### Challenges
1) Summarize the green energy passage in two sentences.
2) Please quote the green energy passage word for word between "THE DESTRUCTIVE MYTH" and "today’s green dreams.", inclusive.

### Extract to read
THE DESTRUCTIVE MYTH OF GREEN ENERGY: IF YOU WANT ‘RENEWABLE ENERGY’ GET READY TO DESTROY THE ENVIRONMENT

“Green Energy” advocates dream of powering society entirely with wind and solar farms combined with massive batteries. Realizing this dream would require the biggest expansion in mining the world has seen and would produce huge quantities of waste. Engineers joke about discovering “unobtanium,” a magical energy-producing element that appears out of nowhere, requires no land, weighs nothing, and emits nothing. Absent the realization of that impossible dream, hydrocarbons remain a far better alternative than today’s green dreams.

### Data entries
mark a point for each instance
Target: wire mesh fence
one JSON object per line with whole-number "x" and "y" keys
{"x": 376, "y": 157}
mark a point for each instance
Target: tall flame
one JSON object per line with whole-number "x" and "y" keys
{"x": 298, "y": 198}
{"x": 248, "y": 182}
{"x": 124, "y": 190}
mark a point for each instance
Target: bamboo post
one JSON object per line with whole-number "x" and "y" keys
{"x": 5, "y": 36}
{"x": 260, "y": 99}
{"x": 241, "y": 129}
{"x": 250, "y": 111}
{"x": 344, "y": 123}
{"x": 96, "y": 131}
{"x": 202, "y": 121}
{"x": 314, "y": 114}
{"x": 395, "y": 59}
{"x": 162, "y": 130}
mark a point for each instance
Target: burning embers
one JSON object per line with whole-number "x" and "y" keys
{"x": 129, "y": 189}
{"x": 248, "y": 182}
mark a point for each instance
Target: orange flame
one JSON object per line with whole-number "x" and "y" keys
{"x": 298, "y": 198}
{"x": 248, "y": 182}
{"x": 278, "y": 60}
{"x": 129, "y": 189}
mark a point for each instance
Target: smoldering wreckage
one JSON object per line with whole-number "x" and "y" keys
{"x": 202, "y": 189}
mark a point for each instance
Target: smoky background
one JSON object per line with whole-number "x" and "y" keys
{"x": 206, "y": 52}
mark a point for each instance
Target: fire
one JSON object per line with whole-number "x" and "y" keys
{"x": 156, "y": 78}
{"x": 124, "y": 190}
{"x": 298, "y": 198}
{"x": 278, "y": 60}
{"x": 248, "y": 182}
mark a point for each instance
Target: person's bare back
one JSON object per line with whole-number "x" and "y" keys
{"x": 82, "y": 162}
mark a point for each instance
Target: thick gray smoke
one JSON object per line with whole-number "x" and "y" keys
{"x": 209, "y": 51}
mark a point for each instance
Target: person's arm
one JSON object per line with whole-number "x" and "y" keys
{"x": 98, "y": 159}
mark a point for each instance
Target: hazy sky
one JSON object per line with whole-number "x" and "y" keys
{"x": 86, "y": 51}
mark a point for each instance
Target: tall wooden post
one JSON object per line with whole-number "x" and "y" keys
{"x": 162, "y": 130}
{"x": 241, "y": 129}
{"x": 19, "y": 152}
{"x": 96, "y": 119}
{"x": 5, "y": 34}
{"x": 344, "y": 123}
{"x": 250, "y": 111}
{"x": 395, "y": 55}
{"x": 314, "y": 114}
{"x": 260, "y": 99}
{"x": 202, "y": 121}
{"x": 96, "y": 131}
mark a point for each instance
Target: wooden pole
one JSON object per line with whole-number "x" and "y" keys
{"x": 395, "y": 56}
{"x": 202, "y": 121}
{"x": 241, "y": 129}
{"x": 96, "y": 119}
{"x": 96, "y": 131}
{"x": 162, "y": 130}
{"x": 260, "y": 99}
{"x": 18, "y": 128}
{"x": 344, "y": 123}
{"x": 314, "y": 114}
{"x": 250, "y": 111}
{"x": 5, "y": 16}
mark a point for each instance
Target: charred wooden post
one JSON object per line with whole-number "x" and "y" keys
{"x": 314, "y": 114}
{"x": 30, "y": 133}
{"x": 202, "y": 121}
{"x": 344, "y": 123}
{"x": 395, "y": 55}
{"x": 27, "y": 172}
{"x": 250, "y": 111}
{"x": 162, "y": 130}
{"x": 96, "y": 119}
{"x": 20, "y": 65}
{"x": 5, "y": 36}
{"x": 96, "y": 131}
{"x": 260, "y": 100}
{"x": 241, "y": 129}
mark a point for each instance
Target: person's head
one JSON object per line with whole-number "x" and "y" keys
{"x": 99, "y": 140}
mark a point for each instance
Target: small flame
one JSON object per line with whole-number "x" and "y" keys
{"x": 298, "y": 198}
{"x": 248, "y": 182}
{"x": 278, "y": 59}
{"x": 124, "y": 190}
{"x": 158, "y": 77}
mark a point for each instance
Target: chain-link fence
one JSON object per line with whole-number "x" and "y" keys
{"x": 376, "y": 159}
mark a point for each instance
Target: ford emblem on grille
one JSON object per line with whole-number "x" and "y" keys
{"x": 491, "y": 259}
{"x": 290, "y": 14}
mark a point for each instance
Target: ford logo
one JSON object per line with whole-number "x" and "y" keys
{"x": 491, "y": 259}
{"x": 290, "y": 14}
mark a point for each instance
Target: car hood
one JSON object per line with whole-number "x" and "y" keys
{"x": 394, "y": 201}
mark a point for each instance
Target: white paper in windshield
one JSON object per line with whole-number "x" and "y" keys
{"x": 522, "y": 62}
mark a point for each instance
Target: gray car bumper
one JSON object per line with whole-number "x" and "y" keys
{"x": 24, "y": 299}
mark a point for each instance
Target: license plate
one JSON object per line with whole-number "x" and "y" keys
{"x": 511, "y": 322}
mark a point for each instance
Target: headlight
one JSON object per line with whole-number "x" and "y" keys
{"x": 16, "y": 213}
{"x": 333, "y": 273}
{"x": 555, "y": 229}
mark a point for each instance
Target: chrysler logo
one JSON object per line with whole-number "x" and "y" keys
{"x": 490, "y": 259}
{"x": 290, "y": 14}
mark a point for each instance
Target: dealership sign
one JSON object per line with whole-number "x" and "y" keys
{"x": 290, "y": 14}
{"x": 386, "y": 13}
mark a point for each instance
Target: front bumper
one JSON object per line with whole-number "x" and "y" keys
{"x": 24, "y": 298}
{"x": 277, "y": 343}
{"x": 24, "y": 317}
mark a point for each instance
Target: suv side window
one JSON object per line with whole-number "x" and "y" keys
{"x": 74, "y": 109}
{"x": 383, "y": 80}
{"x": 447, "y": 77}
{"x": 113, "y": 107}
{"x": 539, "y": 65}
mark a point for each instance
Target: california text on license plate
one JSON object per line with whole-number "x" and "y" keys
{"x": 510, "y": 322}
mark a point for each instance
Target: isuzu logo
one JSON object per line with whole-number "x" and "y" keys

### Results of the tasks
1) The passage argues that powering society entirely with wind and solar farms and massive batteries would require the biggest expansion in mining the world has seen and would produce huge quantities of waste. It holds that without "unobtanium," the magical, impossible element engineers joke about, hydrocarbons remain a far better alternative than today's green dreams.

2)
THE DESTRUCTIVE MYTH OF GREEN ENERGY: IF YOU WANT ‘RENEWABLE ENERGY’ GET READY TO DESTROY THE ENVIRONMENT

“Green Energy” advocates dream of powering society entirely with wind and solar farms combined with massive batteries. Realizing this dream would require the biggest expansion in mining the world has seen and would produce huge quantities of waste. Engineers joke about discovering “unobtanium,” a magical energy-producing element that appears out of nowhere, requires no land, weighs nothing, and emits nothing. Absent the realization of that impossible dream, hydrocarbons remain a far better alternative than today’s green dreams.